What is being asked
Find each line in the records below that contains the word "head". Copy every such line in full.

### Records to process ###

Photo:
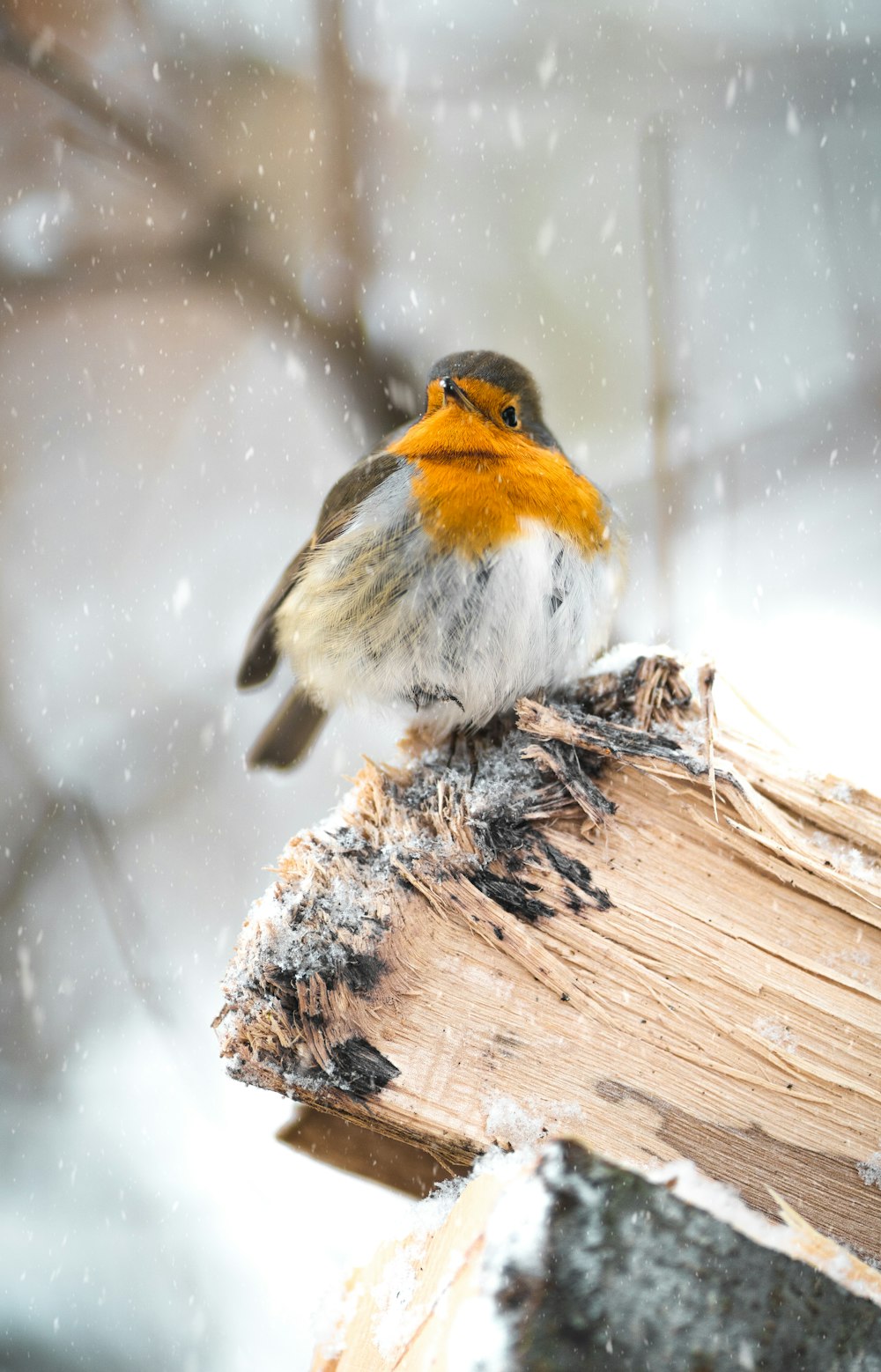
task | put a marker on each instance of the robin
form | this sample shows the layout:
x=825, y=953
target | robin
x=459, y=565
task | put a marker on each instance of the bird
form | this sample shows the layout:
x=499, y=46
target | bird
x=460, y=564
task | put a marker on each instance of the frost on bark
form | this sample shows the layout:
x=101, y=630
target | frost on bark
x=627, y=926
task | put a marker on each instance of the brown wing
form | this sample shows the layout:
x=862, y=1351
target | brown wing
x=261, y=653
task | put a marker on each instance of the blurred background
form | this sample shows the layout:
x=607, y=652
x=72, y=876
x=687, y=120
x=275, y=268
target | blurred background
x=233, y=235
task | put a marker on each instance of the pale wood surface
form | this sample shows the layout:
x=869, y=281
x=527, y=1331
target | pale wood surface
x=492, y=1272
x=696, y=974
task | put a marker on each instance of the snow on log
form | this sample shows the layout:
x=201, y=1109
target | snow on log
x=563, y=1261
x=629, y=925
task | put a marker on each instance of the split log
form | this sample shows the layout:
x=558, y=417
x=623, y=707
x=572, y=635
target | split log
x=661, y=937
x=567, y=1263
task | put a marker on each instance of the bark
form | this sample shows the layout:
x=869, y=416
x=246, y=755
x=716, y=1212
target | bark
x=568, y=1263
x=627, y=926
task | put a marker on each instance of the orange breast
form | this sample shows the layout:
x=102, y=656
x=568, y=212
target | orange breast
x=477, y=483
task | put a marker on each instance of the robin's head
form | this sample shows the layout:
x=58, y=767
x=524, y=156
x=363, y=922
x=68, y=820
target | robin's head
x=494, y=388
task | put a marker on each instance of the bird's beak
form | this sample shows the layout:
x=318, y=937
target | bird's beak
x=453, y=391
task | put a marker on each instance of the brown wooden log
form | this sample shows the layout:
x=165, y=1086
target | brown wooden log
x=564, y=1263
x=659, y=937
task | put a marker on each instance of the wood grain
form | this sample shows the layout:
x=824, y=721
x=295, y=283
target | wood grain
x=696, y=973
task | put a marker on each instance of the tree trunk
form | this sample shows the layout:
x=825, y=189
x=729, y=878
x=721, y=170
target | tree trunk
x=630, y=926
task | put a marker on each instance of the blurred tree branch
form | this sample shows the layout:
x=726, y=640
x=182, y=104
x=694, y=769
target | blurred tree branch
x=216, y=247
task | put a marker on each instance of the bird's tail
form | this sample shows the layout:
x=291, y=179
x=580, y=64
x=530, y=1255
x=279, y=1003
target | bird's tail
x=290, y=733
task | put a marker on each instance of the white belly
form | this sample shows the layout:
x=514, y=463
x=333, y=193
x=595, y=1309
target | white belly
x=381, y=619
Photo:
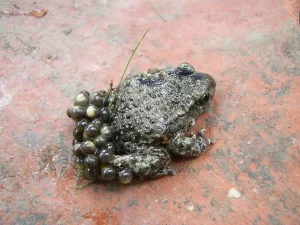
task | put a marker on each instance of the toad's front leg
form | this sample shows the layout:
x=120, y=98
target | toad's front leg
x=188, y=146
x=147, y=161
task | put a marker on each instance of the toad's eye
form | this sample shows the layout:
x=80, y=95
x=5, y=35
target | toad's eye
x=206, y=97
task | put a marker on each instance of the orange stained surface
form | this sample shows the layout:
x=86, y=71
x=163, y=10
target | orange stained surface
x=252, y=49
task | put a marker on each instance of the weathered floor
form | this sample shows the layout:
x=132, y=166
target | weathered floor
x=252, y=48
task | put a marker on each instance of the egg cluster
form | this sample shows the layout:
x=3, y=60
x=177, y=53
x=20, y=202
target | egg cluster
x=93, y=143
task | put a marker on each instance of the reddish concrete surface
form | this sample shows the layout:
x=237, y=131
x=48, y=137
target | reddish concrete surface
x=252, y=48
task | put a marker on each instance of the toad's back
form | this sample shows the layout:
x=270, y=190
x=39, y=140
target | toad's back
x=149, y=106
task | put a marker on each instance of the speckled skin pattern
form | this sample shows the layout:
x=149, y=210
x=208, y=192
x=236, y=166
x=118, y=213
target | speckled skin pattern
x=156, y=108
x=250, y=47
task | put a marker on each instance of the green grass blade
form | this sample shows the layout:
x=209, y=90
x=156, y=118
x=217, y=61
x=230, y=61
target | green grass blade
x=133, y=52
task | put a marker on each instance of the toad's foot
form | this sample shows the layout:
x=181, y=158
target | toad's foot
x=148, y=161
x=188, y=146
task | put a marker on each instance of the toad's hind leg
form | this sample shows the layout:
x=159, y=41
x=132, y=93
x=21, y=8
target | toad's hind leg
x=188, y=146
x=145, y=161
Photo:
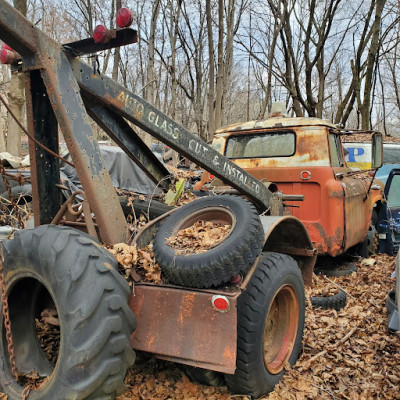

###

Result of this task
task | put a marker on each instance of the robin's head
target | robin's head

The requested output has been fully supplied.